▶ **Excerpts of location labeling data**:
◇ ◇ ◇ ◇ ◇ ◇ ◇

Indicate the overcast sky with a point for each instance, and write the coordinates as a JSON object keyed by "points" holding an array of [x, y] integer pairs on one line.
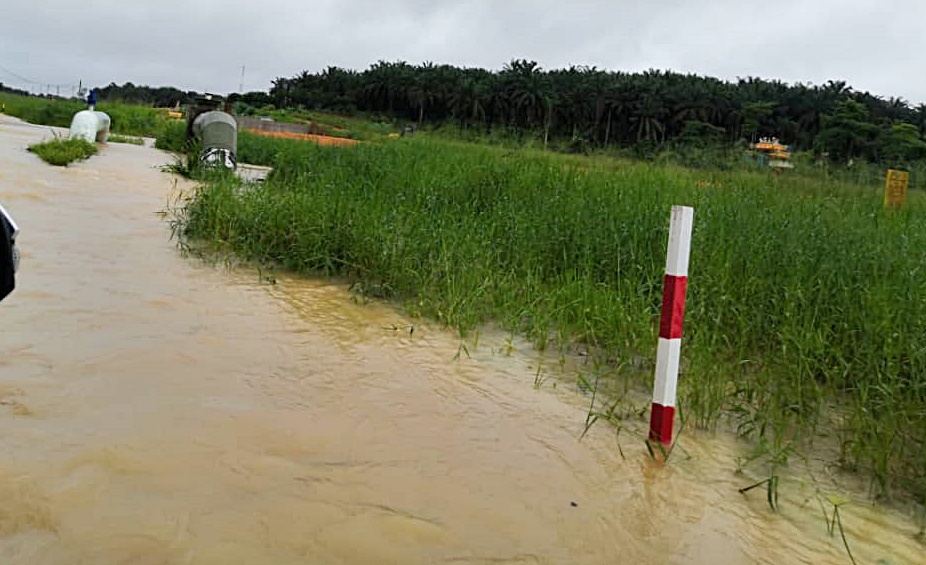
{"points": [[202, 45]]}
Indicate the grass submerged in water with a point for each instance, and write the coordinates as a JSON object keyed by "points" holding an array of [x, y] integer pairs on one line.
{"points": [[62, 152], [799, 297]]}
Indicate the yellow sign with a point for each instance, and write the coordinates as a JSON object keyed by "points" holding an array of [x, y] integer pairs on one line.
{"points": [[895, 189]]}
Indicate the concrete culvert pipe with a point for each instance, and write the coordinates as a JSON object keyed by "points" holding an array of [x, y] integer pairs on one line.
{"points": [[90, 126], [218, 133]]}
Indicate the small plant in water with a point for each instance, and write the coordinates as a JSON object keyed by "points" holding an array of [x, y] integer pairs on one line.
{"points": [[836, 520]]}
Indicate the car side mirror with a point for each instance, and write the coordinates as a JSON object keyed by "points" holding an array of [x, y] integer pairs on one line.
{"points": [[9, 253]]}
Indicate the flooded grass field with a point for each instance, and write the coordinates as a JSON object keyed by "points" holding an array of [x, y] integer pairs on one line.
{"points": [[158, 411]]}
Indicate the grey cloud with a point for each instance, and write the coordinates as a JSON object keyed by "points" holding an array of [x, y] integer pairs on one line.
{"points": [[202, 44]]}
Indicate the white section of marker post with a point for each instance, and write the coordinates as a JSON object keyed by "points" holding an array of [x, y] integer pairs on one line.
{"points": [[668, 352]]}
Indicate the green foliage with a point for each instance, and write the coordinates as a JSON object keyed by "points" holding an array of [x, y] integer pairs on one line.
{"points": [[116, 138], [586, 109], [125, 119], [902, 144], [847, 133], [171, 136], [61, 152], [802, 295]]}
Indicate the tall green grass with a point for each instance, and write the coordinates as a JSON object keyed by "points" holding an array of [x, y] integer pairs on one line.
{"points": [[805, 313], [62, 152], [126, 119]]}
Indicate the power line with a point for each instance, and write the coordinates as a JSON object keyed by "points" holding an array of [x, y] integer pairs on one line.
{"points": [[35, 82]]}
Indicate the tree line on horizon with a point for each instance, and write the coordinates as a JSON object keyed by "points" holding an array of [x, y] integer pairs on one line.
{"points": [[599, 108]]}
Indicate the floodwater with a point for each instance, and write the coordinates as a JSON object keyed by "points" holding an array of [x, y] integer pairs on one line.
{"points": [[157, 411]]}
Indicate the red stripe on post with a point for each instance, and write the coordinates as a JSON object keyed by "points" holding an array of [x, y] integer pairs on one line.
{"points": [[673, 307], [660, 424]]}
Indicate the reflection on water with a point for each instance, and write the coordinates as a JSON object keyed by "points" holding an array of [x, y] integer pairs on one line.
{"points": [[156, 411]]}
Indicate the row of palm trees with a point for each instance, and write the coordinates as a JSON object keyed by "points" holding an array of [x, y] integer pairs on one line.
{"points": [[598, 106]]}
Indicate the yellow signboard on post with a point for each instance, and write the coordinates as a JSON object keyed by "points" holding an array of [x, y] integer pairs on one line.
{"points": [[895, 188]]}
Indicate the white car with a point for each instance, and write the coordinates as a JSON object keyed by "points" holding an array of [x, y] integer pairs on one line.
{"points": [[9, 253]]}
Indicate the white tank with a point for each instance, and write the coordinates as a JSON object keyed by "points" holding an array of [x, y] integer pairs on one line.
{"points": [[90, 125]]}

◇ ◇ ◇ ◇ ◇ ◇ ◇

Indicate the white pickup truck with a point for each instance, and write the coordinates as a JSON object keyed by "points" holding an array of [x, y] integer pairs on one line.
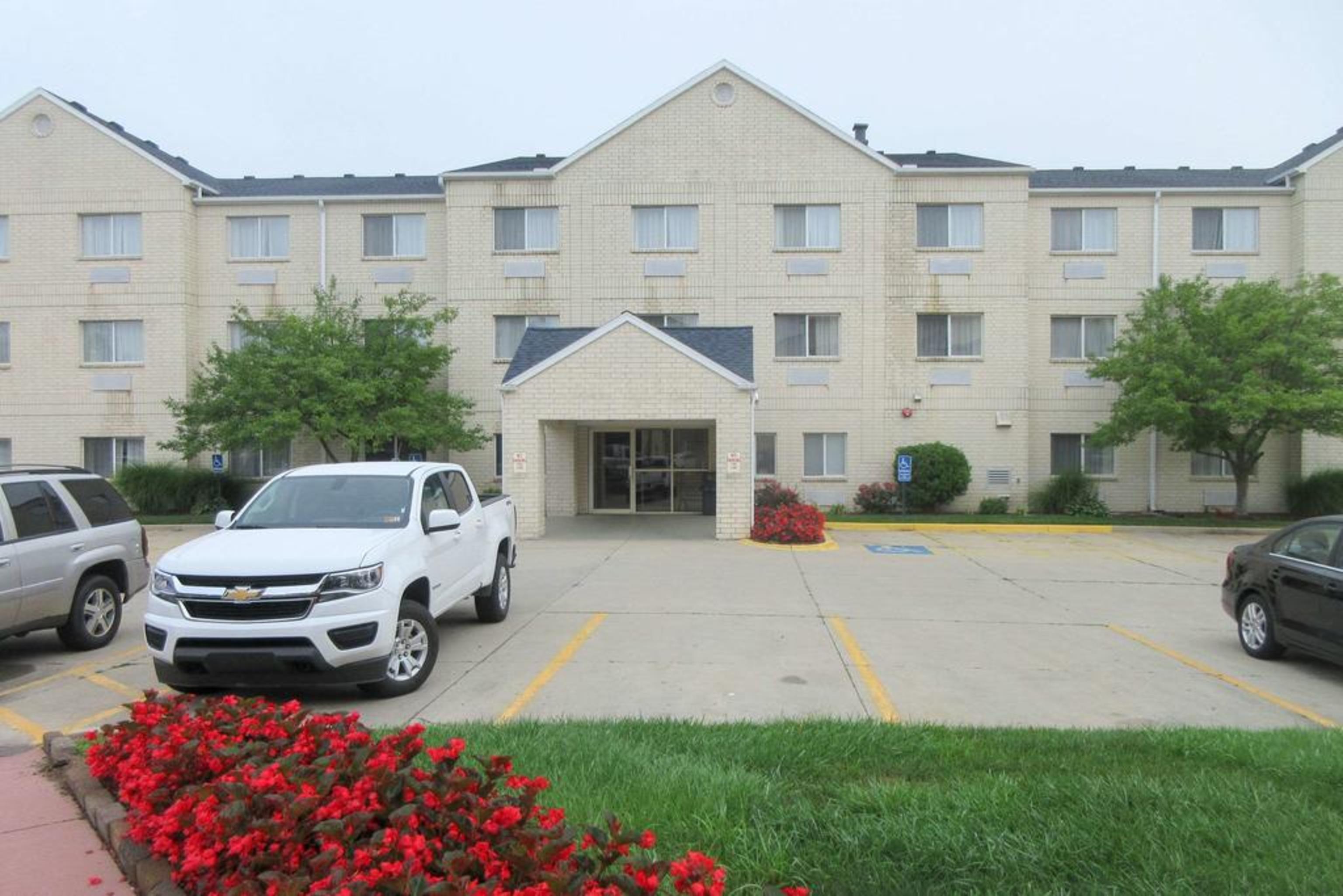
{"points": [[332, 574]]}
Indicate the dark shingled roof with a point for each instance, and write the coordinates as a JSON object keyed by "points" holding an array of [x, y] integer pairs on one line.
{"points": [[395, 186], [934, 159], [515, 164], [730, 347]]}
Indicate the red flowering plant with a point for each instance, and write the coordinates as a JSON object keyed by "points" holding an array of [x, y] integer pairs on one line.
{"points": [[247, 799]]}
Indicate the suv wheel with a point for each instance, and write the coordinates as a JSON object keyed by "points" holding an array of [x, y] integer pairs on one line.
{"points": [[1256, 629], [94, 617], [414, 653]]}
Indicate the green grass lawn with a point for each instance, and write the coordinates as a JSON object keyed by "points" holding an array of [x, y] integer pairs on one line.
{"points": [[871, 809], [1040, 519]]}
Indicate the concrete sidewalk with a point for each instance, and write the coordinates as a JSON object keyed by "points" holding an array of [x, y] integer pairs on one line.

◇ ◇ ◇ ◇ ◇ ◇ ◇

▶ **Set task**: From the items above, pull out every line that contains the word "plant" and copy each of those lines without changes.

▶ **Complete output**:
Indicate the small plant in water with a point for each instance, and write the coordinates as a JSON object keyed by "points" holding an array of [x, y] integer pairs on one line.
Indicate the red flowering plant with a point for each instance, and write the coordinates as a JSON object keyed by "points" holding an array of [x, y] integer pairs on one line.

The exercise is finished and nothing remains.